Do this: Every entry below should be repeated exactly; the pictures should not.
▬▬▬
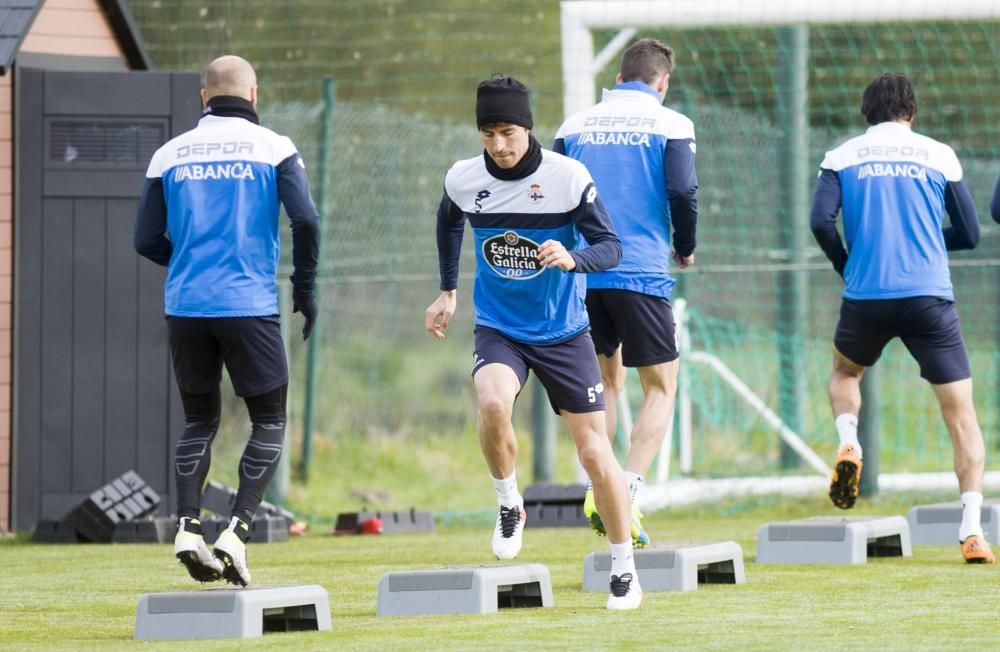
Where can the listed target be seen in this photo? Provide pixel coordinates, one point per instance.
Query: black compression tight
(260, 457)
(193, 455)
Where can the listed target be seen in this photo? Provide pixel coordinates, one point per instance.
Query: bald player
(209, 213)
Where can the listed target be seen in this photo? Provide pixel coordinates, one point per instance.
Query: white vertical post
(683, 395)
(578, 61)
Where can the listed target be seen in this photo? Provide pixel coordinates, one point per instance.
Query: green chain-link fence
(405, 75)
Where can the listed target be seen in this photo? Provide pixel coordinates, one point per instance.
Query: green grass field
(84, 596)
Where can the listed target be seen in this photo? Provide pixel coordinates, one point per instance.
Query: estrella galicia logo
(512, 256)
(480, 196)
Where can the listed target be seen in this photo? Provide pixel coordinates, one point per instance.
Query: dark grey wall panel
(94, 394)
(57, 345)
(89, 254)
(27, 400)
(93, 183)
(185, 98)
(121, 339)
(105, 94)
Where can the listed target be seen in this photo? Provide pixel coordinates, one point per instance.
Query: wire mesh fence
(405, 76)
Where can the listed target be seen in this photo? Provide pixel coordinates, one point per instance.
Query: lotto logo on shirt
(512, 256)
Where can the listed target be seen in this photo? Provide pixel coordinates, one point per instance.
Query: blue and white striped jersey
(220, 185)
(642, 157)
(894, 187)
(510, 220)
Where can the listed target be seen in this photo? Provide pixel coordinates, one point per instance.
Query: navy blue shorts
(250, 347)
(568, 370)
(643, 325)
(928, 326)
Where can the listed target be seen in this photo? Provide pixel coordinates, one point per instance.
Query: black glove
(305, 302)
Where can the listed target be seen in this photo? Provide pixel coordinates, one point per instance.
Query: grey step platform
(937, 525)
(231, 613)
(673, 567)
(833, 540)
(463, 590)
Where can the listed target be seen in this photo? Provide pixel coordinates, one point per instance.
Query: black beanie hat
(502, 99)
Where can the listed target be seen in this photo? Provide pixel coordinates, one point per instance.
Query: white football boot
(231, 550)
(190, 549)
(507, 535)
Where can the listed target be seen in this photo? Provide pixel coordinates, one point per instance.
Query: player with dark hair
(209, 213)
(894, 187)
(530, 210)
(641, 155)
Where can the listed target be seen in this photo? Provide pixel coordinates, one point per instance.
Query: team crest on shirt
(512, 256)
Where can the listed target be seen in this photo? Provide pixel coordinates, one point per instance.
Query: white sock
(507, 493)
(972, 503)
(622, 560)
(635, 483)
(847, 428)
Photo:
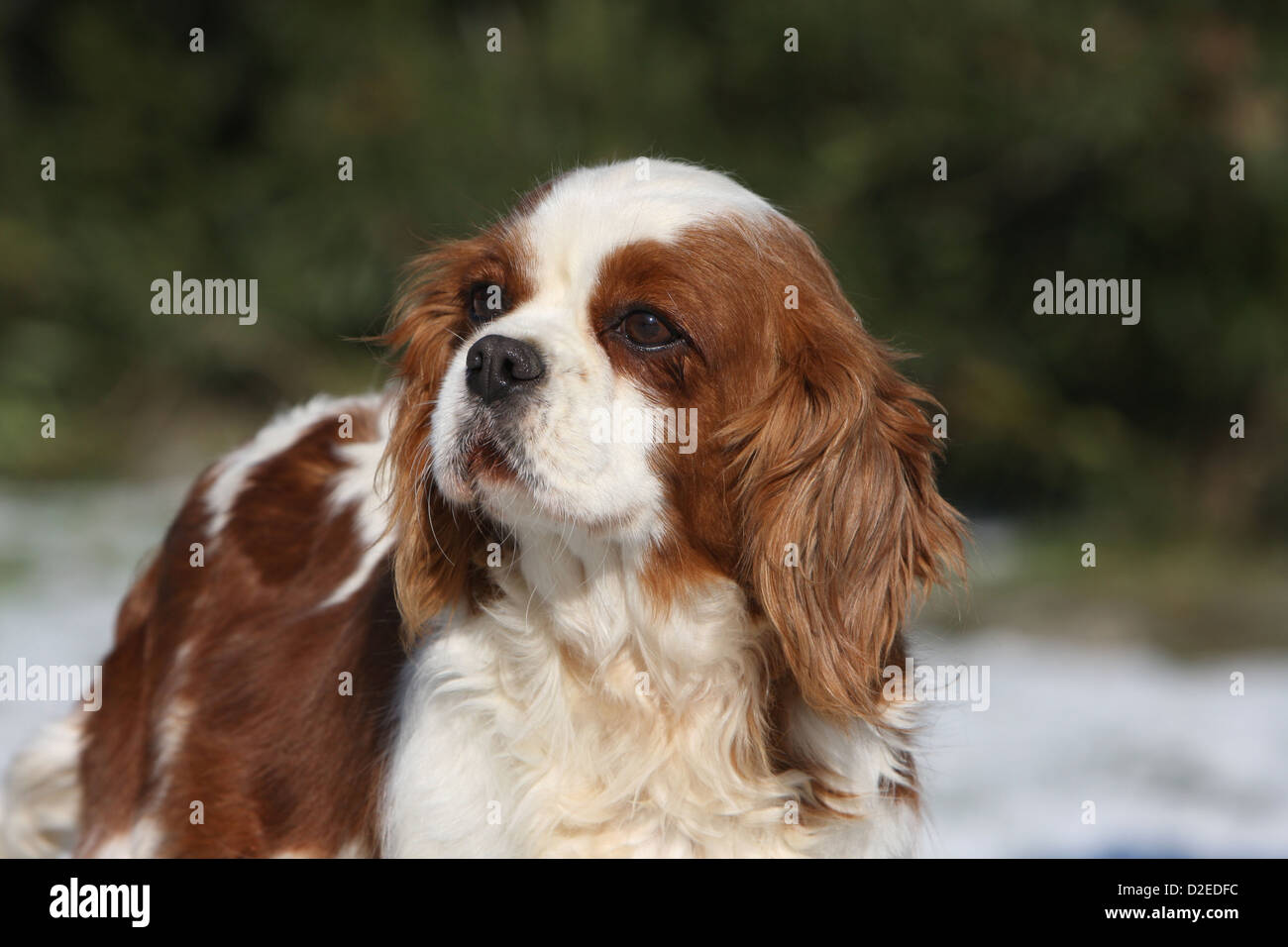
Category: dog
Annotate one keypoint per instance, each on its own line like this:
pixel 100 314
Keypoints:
▬▬▬
Exercise output:
Where can the listed target be seen in this photo? Provide pixel coordinates, one point per instance.
Query: black compression tight
(260, 457)
(193, 455)
Where can the listed target be seen in this photo? Provide pixel coordinates, one point per instance.
Query: bald player
(209, 213)
Where can the listed target be seen in this photo? Provide pixel coordinates, one point per instance.
Query: white vertical post
(683, 395)
(578, 61)
Where can the listed target be seen in this photo? Provide pixel coordinates, one point per instance.
Query: green chain-link fence
(405, 75)
Where can the listed target be seen in this photo? Provide pixel coordinates, one point per instance.
Query: green grass field
(84, 596)
Where can the listed target be seen in this photo? Provide pixel coordinates, one point per instance.
Query: estrella galicia logo
(512, 256)
(480, 196)
Where can the listed target be seen in this photo? Provide pixel coordinates, one point per instance.
Query: dark grey wall panel
(94, 394)
(57, 345)
(89, 254)
(27, 400)
(93, 183)
(185, 98)
(121, 339)
(105, 94)
Where can the listed target be seen in this photo? Provide pixel coordinates, one point per instance.
Query: wire mesh fence
(405, 76)
Where can the listed target be seen in this photo? Provide pixel coordinates, one point per instance.
Query: lotto logo on shirt
(512, 256)
Where can the listed target be seen in this photo? Provide pixel coordinates, one point per instance.
Query: blue and white striped jersey
(220, 185)
(642, 157)
(894, 187)
(510, 220)
Where can the listed target be seen in this photo? Provide pixel coordinates, one point per instance.
Query: navy blue shorts
(250, 347)
(568, 370)
(643, 325)
(928, 326)
Where can the listed target be seen in this photo? Provide pixel coordinates, one point per instance.
Query: black glove
(305, 302)
Where can the listed target be seen in this photo? Provide pixel coordinates, one point per instance.
Query: grey step platform
(937, 525)
(231, 613)
(673, 567)
(833, 540)
(463, 590)
Where can the listed target be seen in this photo? Provide pixel coordinates, one point per instance.
Query: black beanie hat
(502, 99)
Where can the listed target be seen in this photo? Provide pixel coordinates, one point per instance.
Query: white football boot
(231, 550)
(190, 549)
(507, 535)
Where can the listed target be seen in this photo? Provide pixel coordinates, one point per instance.
Query: player with dark hair
(209, 213)
(894, 187)
(530, 210)
(641, 155)
Where can the listed target be seen in this photo? Provide pixel coordinates, one point per instance.
Query: team crest on shirt
(512, 256)
Where can the listed target be seen in this photo? Provide pixel coordinates, one point per instance.
Query: white sock
(507, 493)
(972, 503)
(622, 560)
(635, 483)
(847, 428)
Photo:
Category: dog
Annotate one keypoint per instance, each on its own line like this:
pixel 100 314
Keypoints:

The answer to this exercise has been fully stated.